» Problem description
Please state how many lines in the rows below contain the string "tunnel", with case counting, and give only the number.

(Box annotations for photos)
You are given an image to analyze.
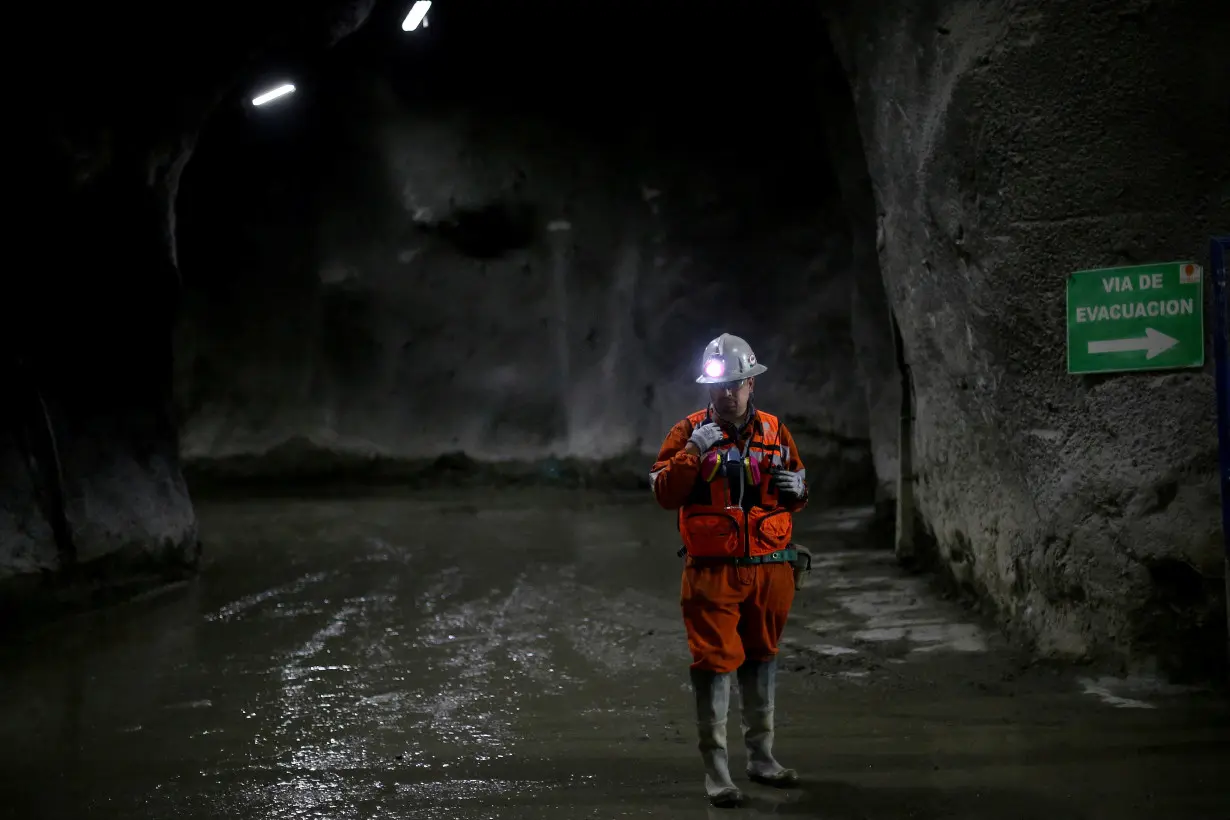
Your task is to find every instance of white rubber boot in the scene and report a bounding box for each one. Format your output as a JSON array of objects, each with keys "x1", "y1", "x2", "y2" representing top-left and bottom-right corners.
[
  {"x1": 738, "y1": 658, "x2": 798, "y2": 788},
  {"x1": 691, "y1": 669, "x2": 743, "y2": 808}
]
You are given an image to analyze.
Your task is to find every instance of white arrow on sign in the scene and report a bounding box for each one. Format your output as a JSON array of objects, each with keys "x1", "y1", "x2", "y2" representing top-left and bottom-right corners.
[{"x1": 1089, "y1": 327, "x2": 1178, "y2": 359}]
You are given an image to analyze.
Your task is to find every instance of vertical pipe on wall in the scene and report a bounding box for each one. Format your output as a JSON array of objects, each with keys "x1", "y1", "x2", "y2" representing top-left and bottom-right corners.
[
  {"x1": 892, "y1": 313, "x2": 916, "y2": 564},
  {"x1": 1209, "y1": 236, "x2": 1230, "y2": 683}
]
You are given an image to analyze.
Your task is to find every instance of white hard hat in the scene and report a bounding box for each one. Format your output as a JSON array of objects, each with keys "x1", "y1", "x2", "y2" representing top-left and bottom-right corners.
[{"x1": 696, "y1": 333, "x2": 769, "y2": 385}]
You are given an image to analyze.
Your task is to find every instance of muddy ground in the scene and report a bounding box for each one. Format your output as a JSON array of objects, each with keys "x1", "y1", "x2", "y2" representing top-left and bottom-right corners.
[{"x1": 0, "y1": 491, "x2": 1230, "y2": 820}]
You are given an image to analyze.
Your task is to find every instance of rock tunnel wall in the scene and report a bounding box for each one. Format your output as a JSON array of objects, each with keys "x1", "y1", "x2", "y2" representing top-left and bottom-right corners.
[
  {"x1": 0, "y1": 0, "x2": 1230, "y2": 670},
  {"x1": 0, "y1": 0, "x2": 373, "y2": 612},
  {"x1": 830, "y1": 0, "x2": 1230, "y2": 669},
  {"x1": 177, "y1": 24, "x2": 891, "y2": 500}
]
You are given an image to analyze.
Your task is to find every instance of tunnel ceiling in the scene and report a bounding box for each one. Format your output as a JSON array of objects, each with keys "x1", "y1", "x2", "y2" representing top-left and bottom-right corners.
[{"x1": 0, "y1": 0, "x2": 1230, "y2": 688}]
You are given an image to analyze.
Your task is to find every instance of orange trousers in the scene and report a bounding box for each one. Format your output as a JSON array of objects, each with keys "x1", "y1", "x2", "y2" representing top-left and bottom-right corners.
[{"x1": 680, "y1": 558, "x2": 795, "y2": 674}]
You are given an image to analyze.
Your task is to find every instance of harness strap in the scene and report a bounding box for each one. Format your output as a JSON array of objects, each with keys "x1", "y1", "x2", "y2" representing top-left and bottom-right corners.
[{"x1": 677, "y1": 547, "x2": 798, "y2": 567}]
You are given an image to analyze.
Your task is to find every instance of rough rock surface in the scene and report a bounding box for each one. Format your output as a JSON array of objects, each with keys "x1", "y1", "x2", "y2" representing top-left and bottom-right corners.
[
  {"x1": 177, "y1": 12, "x2": 892, "y2": 499},
  {"x1": 831, "y1": 0, "x2": 1230, "y2": 669},
  {"x1": 0, "y1": 0, "x2": 373, "y2": 612}
]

» Solution for this problem
2